▶ **What the task asks**
Pictures in the records should not be copied, but every other part must be repeated exactly.

▶ **Records for the task**
----------

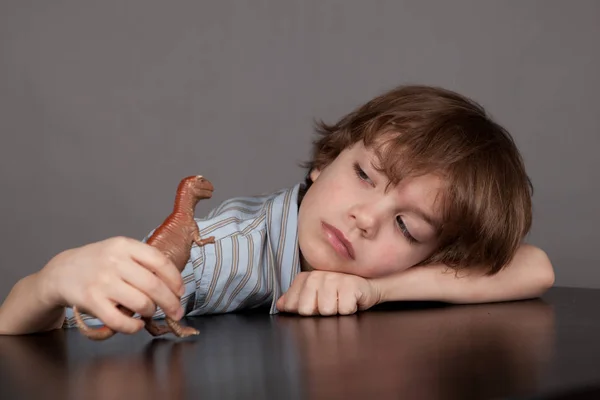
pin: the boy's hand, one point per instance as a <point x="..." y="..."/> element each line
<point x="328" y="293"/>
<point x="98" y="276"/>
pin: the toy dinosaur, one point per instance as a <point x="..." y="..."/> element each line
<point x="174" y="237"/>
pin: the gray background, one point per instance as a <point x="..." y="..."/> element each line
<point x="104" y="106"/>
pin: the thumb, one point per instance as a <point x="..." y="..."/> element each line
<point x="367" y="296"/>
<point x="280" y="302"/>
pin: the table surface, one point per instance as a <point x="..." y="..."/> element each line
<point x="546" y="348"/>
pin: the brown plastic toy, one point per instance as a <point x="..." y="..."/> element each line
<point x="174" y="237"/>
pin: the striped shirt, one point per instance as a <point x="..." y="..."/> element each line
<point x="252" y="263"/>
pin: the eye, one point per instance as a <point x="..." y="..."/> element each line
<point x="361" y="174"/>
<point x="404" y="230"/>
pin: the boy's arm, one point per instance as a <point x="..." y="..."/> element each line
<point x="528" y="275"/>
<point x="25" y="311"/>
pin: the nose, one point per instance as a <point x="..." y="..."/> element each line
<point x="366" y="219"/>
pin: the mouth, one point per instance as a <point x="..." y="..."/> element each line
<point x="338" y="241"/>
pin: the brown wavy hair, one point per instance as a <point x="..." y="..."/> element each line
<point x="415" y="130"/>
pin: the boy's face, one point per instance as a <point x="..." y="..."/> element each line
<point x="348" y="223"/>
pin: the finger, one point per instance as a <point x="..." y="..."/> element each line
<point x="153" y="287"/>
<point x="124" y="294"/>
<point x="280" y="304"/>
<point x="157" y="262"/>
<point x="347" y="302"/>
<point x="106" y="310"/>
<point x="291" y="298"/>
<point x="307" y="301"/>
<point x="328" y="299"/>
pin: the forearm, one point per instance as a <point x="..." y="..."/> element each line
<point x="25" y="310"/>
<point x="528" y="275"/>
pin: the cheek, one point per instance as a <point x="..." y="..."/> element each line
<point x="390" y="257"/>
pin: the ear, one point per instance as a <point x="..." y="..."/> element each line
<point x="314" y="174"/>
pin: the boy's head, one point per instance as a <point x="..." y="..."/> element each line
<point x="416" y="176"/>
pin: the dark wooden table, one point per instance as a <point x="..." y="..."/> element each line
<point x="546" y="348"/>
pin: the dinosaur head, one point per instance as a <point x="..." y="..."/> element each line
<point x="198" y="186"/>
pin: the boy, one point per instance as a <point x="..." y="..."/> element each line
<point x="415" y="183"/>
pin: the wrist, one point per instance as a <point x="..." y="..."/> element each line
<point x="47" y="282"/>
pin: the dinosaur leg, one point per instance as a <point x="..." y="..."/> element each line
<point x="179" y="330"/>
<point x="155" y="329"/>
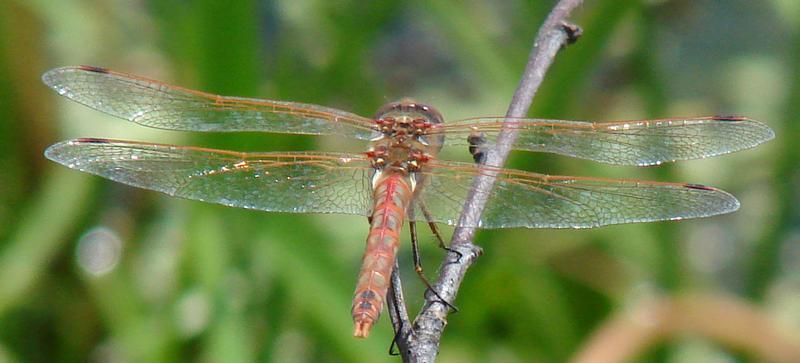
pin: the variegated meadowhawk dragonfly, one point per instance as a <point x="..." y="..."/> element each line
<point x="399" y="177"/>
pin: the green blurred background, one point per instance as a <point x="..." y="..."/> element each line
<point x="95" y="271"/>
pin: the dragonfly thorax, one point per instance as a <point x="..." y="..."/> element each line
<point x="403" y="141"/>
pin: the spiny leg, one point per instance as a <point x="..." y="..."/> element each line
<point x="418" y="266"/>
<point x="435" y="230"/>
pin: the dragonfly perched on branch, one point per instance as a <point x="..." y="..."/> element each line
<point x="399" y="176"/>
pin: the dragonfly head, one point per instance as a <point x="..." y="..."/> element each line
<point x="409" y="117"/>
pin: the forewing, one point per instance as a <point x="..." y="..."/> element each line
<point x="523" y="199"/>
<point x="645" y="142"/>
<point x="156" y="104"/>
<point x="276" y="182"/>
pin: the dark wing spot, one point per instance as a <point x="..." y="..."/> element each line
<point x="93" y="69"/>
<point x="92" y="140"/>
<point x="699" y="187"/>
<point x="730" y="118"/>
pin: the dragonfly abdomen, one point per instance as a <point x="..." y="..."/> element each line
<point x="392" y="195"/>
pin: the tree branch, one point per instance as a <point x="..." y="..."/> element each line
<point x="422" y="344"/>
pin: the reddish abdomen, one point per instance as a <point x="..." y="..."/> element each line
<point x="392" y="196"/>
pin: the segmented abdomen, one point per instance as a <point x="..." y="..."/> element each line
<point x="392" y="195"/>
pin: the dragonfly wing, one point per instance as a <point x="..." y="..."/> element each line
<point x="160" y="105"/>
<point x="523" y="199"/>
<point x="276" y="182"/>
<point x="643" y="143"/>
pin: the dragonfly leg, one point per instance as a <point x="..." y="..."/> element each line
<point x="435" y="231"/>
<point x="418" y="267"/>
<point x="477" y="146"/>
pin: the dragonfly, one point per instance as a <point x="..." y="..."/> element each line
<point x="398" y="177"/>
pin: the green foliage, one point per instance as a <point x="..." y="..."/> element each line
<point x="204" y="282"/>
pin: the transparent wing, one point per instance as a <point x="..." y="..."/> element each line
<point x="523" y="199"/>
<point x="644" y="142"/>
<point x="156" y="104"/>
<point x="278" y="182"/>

----------

▶ **Right answer**
pin: the boy's hand, one point per instance as a <point x="..." y="..."/> element each line
<point x="328" y="293"/>
<point x="98" y="276"/>
pin: the toy dinosaur, one point per instance as a <point x="..." y="..."/> element each line
<point x="174" y="237"/>
pin: the gray background, one point per instance as a <point x="..." y="..."/> element each line
<point x="104" y="106"/>
pin: the thumb, one point per instance as a <point x="..." y="..."/> element each line
<point x="367" y="296"/>
<point x="280" y="302"/>
pin: the table surface, one point per instance as a <point x="..." y="..."/> element each line
<point x="546" y="348"/>
pin: the brown plastic toy, one point per instance as a <point x="..." y="..."/> element each line
<point x="174" y="237"/>
pin: the striped shirt, one point per instance as a <point x="..." y="..."/> element each line
<point x="252" y="263"/>
pin: the eye, one point per instance as a <point x="..." y="..."/> element each line
<point x="361" y="174"/>
<point x="404" y="230"/>
pin: the boy's arm, one point per instance as a <point x="..." y="..."/> element each line
<point x="528" y="275"/>
<point x="25" y="311"/>
pin: the nose, one point per instance as a <point x="..." y="..."/> element each line
<point x="366" y="219"/>
pin: the mouth, one point per instance as a <point x="..." y="..."/> element each line
<point x="338" y="241"/>
pin: the brown wavy hair, one point per instance as a <point x="..." y="..."/> element each line
<point x="415" y="130"/>
pin: the boy's face, one point per instance as a <point x="..." y="..."/> element each line
<point x="348" y="223"/>
pin: the finger, one point per instance as a <point x="..." y="..."/> element each line
<point x="153" y="287"/>
<point x="124" y="294"/>
<point x="280" y="304"/>
<point x="157" y="262"/>
<point x="347" y="302"/>
<point x="106" y="310"/>
<point x="291" y="298"/>
<point x="307" y="301"/>
<point x="328" y="299"/>
pin: the forearm, one point per instance as a <point x="..." y="..."/> element each line
<point x="25" y="310"/>
<point x="528" y="275"/>
pin: the cheek, one point per instance as a <point x="..." y="..."/> element each line
<point x="390" y="257"/>
pin: the ear, one point per instance as a <point x="..." y="..."/> element each line
<point x="314" y="174"/>
pin: the boy's head, one point per instance as a <point x="..." y="..."/> element each line
<point x="416" y="176"/>
pin: the dark wooden table, one point per instance as a <point x="..." y="..."/> element each line
<point x="546" y="348"/>
pin: the dinosaur head, one point per instance as a <point x="..." y="..."/> element each line
<point x="198" y="186"/>
pin: the boy, one point per instance as a <point x="..." y="..."/> element each line
<point x="415" y="183"/>
pin: the wrist, one point per instance as a <point x="..." y="..."/> element each line
<point x="47" y="282"/>
pin: the dinosaur leg, one point per instance as a <point x="..." y="..."/> element each line
<point x="179" y="330"/>
<point x="155" y="329"/>
pin: the variegated meadowhawk dragonfly, one point per instance as a <point x="..." y="..."/> element each line
<point x="399" y="177"/>
pin: the green blurred background, one point per instance as a <point x="..." y="..."/> element each line
<point x="95" y="271"/>
pin: the dragonfly thorax, one point per instance as a <point x="..." y="..."/> element each line
<point x="403" y="141"/>
pin: the spiny leg, one point per instance as a <point x="..." y="..."/> element each line
<point x="418" y="266"/>
<point x="435" y="230"/>
pin: the dragonfly perched on branch, one point per instance as a <point x="..." y="..."/> element each line
<point x="399" y="176"/>
pin: the dragonfly head, one point per instance as a <point x="..." y="..."/> element each line
<point x="409" y="117"/>
pin: the forewing, one point per instance as a <point x="..." y="..."/> element each line
<point x="523" y="199"/>
<point x="645" y="142"/>
<point x="156" y="104"/>
<point x="276" y="182"/>
pin: the dark wing spot, one point per instance as a <point x="..." y="..."/> element each line
<point x="93" y="69"/>
<point x="92" y="140"/>
<point x="699" y="187"/>
<point x="730" y="118"/>
pin: the dragonfly abdomen, one point per instance as a <point x="..." y="..."/> element each line
<point x="392" y="195"/>
pin: the tree branch, one point per instance as a <point x="..." y="..."/> element each line
<point x="422" y="344"/>
pin: the reddish abdomen, one point per instance as a <point x="..." y="..."/> element each line
<point x="392" y="196"/>
pin: the segmented abdomen, one point per instance as a <point x="..." y="..."/> element each line
<point x="392" y="195"/>
pin: the dragonfly wing, one point per instance as a <point x="..." y="..."/> element each line
<point x="160" y="105"/>
<point x="523" y="199"/>
<point x="276" y="182"/>
<point x="643" y="143"/>
pin: the dragonfly leg, one point per instance as a <point x="..." y="..."/> element each line
<point x="435" y="231"/>
<point x="418" y="267"/>
<point x="477" y="146"/>
pin: the dragonfly, one point per instance as a <point x="..." y="..."/> element each line
<point x="398" y="177"/>
pin: the green foliage, one point per instance as a <point x="..." y="..."/> element each line
<point x="204" y="282"/>
pin: the transparent wing, one point per instance as a <point x="..." y="..."/> element each line
<point x="523" y="199"/>
<point x="644" y="142"/>
<point x="156" y="104"/>
<point x="278" y="182"/>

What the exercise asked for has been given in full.